Signification de l’ordonnance
(4) Sauf ordonnance contraire de la Cour, l’ordonnance visée
au paragraphe (1) et les documents à l’appui sont signifiés à personne.
[…]
Fardeau de preuve
469. La déclaration de culpabilité dans le cas d’outrage au
tribunal est fondée sur une preuve hors de tout doute raisonnable.
Témoignages oraux
470. (1) Sauf directives contraires de
la Cour, les témoignages dans le cadre d’une requête pour une ordonnance
d’outrage au tribunal, sauf celle visée au paragraphe 467(1), sont donnés
oralement.
Témoignage facultatif
(2) La personne à qui l’outrage au tribunal est reproché ne
peut être contrainte à témoigner.
[…]
Peine
472. Lorsqu’une personne est reconnue coupable d’outrage au
tribunal, le juge peut ordonner :
a) qu’elle soit incarcérée pour une période de moins de
cinq ans ou jusqu’à ce qu’elle se conforme à l’ordonnance;
b) qu’elle soit incarcérée pour une période de moins de
cinq ans si elle ne se conforme pas à l’ordonnance;
c) qu’elle paie une amende;
d) qu’elle accomplisse un acte ou s’abstienne de
l’accomplir;
e) que les biens de la personne soient mis sous séquestre,
dans le cas visé à la règle 429;
f) qu’elle soit condamnée aux dépens.
▬▬▬▬▬▬▬▬▬▬
Consigne: D'après l'extrait sur l'outrage au tribunal, quelles mesures le juge peut-il ordonner à l'égard d'une personne reconnue coupable d'outrage au tribunal ? Relevez-les toutes.

Données:
▬▬▬▬▬▬▬▬▬▬
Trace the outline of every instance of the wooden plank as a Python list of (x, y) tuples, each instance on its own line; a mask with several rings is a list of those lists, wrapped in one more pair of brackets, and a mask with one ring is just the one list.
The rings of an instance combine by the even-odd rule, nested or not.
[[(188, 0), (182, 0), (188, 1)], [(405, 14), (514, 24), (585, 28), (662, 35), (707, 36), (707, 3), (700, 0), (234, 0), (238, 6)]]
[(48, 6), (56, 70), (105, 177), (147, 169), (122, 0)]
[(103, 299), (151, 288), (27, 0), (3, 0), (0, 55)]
▬▬▬▬▬▬▬▬▬▬
Production attendue:
- Qu'elle soit incarcérée pour une période de moins de cinq ans ou jusqu'à ce qu'elle se conforme à l'ordonnance.
- Qu'elle soit incarcérée pour une période de moins de cinq ans si elle ne se conforme pas à l'ordonnance.
- Qu'elle paie une amende.
- Qu'elle accomplisse un acte ou s'abstienne de l'accomplir.
- Que ses biens soient mis sous séquestre, dans le cas visé à la règle 429.
- Qu'elle soit condamnée aux dépens.